Information given:

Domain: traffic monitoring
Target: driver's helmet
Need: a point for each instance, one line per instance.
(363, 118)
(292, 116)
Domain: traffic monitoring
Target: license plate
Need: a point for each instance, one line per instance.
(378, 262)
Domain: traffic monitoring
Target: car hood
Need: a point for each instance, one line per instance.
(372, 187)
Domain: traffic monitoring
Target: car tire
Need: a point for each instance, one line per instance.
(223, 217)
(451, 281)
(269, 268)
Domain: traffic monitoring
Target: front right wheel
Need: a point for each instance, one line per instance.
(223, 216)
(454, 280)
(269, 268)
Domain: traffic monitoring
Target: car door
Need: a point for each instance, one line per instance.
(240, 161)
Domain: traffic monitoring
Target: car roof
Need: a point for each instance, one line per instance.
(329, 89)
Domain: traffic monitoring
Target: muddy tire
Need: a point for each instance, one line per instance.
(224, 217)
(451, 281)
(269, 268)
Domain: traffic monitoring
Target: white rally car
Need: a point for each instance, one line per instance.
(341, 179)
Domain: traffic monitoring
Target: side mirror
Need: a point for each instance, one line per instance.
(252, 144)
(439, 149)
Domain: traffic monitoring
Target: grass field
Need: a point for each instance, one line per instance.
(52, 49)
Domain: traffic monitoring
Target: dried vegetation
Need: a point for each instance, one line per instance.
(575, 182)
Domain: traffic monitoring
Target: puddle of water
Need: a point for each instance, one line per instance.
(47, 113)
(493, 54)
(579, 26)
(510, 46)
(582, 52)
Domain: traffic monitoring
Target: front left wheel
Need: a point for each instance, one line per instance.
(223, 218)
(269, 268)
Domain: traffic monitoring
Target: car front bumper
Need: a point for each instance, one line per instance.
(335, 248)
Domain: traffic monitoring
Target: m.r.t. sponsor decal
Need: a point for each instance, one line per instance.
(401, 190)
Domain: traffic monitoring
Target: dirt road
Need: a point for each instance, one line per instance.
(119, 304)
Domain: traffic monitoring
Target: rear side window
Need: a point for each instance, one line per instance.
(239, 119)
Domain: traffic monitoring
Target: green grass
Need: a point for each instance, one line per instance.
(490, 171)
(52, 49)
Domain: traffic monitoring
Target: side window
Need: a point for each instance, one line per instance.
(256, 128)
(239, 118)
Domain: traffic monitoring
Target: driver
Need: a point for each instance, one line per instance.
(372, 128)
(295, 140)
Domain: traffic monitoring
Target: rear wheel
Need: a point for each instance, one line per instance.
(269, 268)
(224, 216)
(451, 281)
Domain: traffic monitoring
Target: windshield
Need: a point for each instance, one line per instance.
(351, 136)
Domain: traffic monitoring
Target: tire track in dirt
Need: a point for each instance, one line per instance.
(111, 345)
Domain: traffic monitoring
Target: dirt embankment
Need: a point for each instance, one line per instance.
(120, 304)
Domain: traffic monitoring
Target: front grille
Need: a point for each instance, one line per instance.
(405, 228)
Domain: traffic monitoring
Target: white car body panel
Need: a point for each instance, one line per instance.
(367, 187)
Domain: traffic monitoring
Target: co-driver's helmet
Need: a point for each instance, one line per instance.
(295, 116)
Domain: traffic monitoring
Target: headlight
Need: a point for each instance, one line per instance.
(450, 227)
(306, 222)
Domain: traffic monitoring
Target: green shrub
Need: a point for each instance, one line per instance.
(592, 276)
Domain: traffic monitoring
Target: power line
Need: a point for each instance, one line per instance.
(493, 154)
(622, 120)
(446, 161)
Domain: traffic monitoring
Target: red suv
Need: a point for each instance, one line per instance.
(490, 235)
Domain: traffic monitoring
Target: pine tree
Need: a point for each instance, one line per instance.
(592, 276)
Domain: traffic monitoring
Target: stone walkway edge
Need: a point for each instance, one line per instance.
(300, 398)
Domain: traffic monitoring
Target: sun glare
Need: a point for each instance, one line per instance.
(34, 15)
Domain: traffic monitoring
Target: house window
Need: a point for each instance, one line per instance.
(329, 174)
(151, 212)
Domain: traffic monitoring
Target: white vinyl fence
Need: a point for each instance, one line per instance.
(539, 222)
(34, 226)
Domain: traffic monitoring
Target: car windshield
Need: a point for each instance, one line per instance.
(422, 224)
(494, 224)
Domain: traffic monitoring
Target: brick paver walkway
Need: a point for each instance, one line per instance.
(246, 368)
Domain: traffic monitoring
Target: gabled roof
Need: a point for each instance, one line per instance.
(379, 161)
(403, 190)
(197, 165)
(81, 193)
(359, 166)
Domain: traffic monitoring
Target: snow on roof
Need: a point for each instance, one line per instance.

Task objective:
Down to the last character, restate every record.

Task output:
Domain: traffic monitoring
Target: driver's helmet
Need: a point for each instance, one line per instance.
(363, 118)
(292, 116)
Domain: traffic monitoring
Target: license plate
Need: a point for each instance, one line per instance.
(378, 262)
Domain: traffic monitoring
Target: car hood
Need: a point for each instance, one line per instance.
(372, 187)
Domain: traffic monitoring
Target: car tire
Need: a point for each instance, one line per instance.
(223, 217)
(451, 281)
(269, 268)
Domain: traffic monitoring
Target: front right wheel
Need: a point for each instance, one line per instance.
(223, 216)
(454, 280)
(269, 268)
Domain: traffic monitoring
Target: car door
Need: a point for each instance, one line per instance.
(240, 161)
Domain: traffic monitoring
Target: car roof
Need: a point for each instance, one line per instance.
(329, 89)
Domain: traffic monitoring
Target: muddy tire
Need: a point for each instance, one line per instance.
(224, 217)
(451, 281)
(269, 268)
Domain: traffic monitoring
Target: white rally car
Need: a point for each instance, one line per instance.
(341, 179)
Domain: traffic monitoring
Target: side mirror
Need: a point for each instance, one line per instance.
(252, 144)
(439, 149)
Domain: traffic monitoring
Target: grass field
Need: a point for each instance, one line per instance.
(52, 49)
Domain: traffic monitoring
Target: dried vegetation
Need: a point for each instance, one line per instance.
(575, 182)
Domain: traffic monitoring
Target: puddle of water
Need: a point for each instance, one line per instance.
(47, 113)
(493, 54)
(579, 26)
(510, 46)
(582, 52)
Domain: traffic monitoring
Target: front left wheel
Need: a point for each instance, one line per instance.
(223, 218)
(269, 268)
Domain: traffic monitoring
Target: car front bumper
Need: a point for each instance, one line per instance.
(335, 248)
Domain: traffic monitoring
Target: m.r.t. sponsor decal
Need: a point for each instance, one line per instance.
(401, 190)
Domain: traffic monitoring
Target: dirt road
Need: a point for each instance, one line per instance.
(119, 304)
Domain: traffic monitoring
Target: rear side window
Need: a point for each instance, one line per instance.
(239, 119)
Domain: traffic monitoring
Target: green grass
Need: a point for each instance, one line per instance.
(490, 171)
(52, 49)
Domain: traffic monitoring
Target: side window
Need: a point for each instance, one line per instance.
(256, 128)
(239, 118)
Domain: traffic monitoring
Target: driver
Need: a point for each instance, one line per instance.
(372, 128)
(295, 140)
Domain: traffic monitoring
Target: rear wheel
Need: a point for each instance, one line per instance.
(269, 268)
(224, 216)
(451, 281)
Domain: traffic monitoring
Target: windshield
Need: a point for each instance, one line per instance.
(351, 136)
Domain: traffic monitoring
Target: tire track in dirt
Need: a point for each instance, one line per instance.
(111, 345)
Domain: traffic monitoring
Target: dirt embankment
Need: a point for each instance, one line per instance.
(120, 304)
Domain: traffic monitoring
Target: front grille
Need: a point for each instance, one line per instance.
(405, 228)
Domain: traffic monitoring
Target: white car body panel
Need: a point for each instance, one line per instance.
(367, 187)
Domain: traffic monitoring
Target: co-driver's helmet
Need: a point for each instance, one line per instance.
(295, 116)
Domain: traffic monitoring
Target: headlight
Need: a point for each instance, one line per instance.
(450, 227)
(306, 222)
Domain: traffic monitoring
Target: green shrub
Need: a point for each instance, one line per instance.
(592, 276)
Domain: traffic monitoring
Target: power line
Need: a point for each instance, one line per instance.
(493, 154)
(622, 120)
(446, 161)
Domain: traffic monitoring
Target: red suv
Need: a point for each instance, one line per instance.
(490, 235)
Domain: traffic monitoring
Target: pine tree
Need: a point for each instance, one line per instance.
(592, 276)
Domain: traffic monitoring
Target: stone walkway edge
Need: a point for each instance, one line per instance.
(300, 398)
Domain: traffic monitoring
Target: sun glare
Need: a point for each instance, one line per instance.
(34, 15)
Domain: traffic monitoring
Target: house window
Need: a point for each instance, one line per instance.
(329, 174)
(151, 212)
Domain: traffic monitoring
Target: white vinyl fence
Need: a point for each instance, one line per instance.
(539, 222)
(34, 226)
Domain: traffic monitoring
Target: car windshield
Need: a point for each instance, one line per instance.
(422, 224)
(494, 224)
Domain: traffic monitoring
Target: brick paver walkway
Need: a point for each instance, one line per instance.
(246, 368)
Domain: traffic monitoring
Target: gabled roof
Need: a point for each instance, one line per instance.
(379, 161)
(403, 190)
(197, 165)
(81, 193)
(359, 166)
Domain: traffic monitoring
Target: snow on roof
Need: a point for each instance, one line per instance.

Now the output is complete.